*** Opening of Given text ***
American sports commentator (born 1964)

Mike Goldberg (born November 24, 1964) is an American play-by-play commentator currently working with BKB Bare Knuckle Boxing and ProBox TV, both alongside color commentator Paulie Malignaggi. He is mainly known for his work with the Ultimate Fighting Championship from 1997 until his departure in 2016. He also worked for Bellator MMA from June 2017 until April 2021.

==Broadcasting career==
Born in Cincinnati, Ohio, Goldberg graduated from Miami University.

Goldberg also served as studio host for college football telecasts on FSN, as well as ACC Sunday Night Hoops, he also appeared as a guest host on The Best Damn Sports Show Period, and has been heard on Arizona Cardinals pre-season telecasts.

He is the former TV play-by-play announcer for the Detroit Red Wings, Minnesota Wild, and ESPN2 hockey, where he was paired with Brian Engblom, broadcasting over 900 NHL Games.

On December 21, 1997, Mike Goldberg made his UFC debut as commentator for UFC Japan: Ultimate Japan (also known as UFC Ultimate Japan or UFC 15.5) The event took place in Yokohama, Japan, and was available on pay-per-view in the United States.
*** Close of Given text ***
*** Opening of Data ***
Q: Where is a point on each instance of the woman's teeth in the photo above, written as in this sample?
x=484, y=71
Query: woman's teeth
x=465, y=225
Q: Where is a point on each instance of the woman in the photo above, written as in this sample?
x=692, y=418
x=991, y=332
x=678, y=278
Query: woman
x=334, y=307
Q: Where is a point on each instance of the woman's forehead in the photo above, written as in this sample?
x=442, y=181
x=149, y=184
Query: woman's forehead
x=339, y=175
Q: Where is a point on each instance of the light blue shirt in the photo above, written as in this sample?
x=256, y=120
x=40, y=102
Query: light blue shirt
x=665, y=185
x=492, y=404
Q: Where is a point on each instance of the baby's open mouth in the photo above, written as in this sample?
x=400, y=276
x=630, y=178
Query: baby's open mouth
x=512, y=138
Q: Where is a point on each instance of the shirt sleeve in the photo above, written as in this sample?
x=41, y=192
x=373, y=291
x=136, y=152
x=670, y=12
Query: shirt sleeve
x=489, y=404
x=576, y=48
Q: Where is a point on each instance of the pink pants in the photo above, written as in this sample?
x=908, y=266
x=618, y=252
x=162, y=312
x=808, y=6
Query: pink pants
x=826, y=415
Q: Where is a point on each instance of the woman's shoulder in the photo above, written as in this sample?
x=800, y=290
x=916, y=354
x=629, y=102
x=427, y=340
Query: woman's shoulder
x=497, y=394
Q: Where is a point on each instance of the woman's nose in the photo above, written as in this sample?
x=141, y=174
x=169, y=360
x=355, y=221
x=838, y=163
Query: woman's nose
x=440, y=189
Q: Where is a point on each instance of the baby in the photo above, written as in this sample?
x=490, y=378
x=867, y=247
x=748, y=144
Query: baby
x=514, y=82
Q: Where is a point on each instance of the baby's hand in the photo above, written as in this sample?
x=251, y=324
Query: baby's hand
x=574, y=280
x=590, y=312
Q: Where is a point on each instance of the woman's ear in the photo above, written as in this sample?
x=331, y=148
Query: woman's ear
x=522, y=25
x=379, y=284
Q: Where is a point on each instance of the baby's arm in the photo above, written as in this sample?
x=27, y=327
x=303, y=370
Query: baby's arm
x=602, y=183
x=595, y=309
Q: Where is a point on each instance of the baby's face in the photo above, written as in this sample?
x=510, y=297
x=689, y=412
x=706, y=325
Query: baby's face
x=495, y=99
*** Close of Data ***
- _Exercise requirements_
a) In the Mike Goldberg profile, rewrite the stretch from "American sports commentator" through "Cardinals pre-season telecasts.", substituting "Ohio University" for "Miami University".
b) Answer these from the Mike Goldberg profile.
(i) On what date was Goldberg born?
(ii) Who was Goldberg paired with on ESPN2 hockey?
(iii) In what city did the event of his UFC debut take place?
c) Carry on the Mike Goldberg profile from its final sentence.
The rows were taken from a separate source and are unrelated to the Mike Goldberg profile.

- _Activity answers_
a)
American sports commentator (born 1964)

Mike Goldberg (born November 24, 1964) is an American play-by-play commentator currently working with BKB Bare Knuckle Boxing and ProBox TV, both alongside color commentator Paulie Malignaggi. He is mainly known for his work with the Ultimate Fighting Championship from 1997 until his departure in 2016. He also worked for Bellator MMA from June 2017 until April 2021.

==Broadcasting career==
Born in Cincinnati, Ohio, Goldberg graduated from Ohio University.

Goldberg also served as studio host for college football telecasts on FSN, as well as ACC Sunday Night Hoops, he also appeared as a guest host on The Best Damn Sports Show Period, and has been heard on Arizona Cardinals pre-season telecasts.

b)
(i) November 24, 1964
(ii) Brian Engblom
(iii) Yokohama, Japan

c)
From 2000 to 2002, Goldberg was a sideline reporter for the NFL on FOX.

In 2005, Goldberg was offered a contract to work for World Wrestling Entertainment (WWE), to be the head announcer on WWE's flagship show WWE Raw. Ultimately, Goldberg refused the WWE contract and signed a new deal with the UFC.

During his tenure with SportsChannel Chicago, he served as sideline reporter for the Chicago Bulls, including the Bulls' 1991, 1992 and 1993 World Championships. He has also called Big Ten, ACC and SEC college football and basketball games.

Goldberg also served as the host of Shaquille O'Neal's sports reality television show Shaq Vs.

On October 12, 2014, Goldberg made his NFL play-by-play debut. His foray into NFL announcing lasted just one game, as his mistake-filled broadcast, which included repeatedly referring to Minnesota Vikings coach Mike Zimmer as Don Zimmer, was widely panned. Afterwards, he engaged critical fans on Twitter with profane responses. This led to his swift removal from the following week's broadcast (replaced with Tim Brando) and the end of his NFL broadcasting career.

On December 28, 2016, the UFC announced that Goldberg would be leaving the promotion following UFC 207.

On June 24, 2017, Goldberg made his Bellator MMA debut at Bellator 180 in Madison Square Garden. In April 2021, it was announced that Goldberg and Bellator had parted ways.

He is known for his catchphrase "It is all over!", often said when a match ends in a knockout or submission.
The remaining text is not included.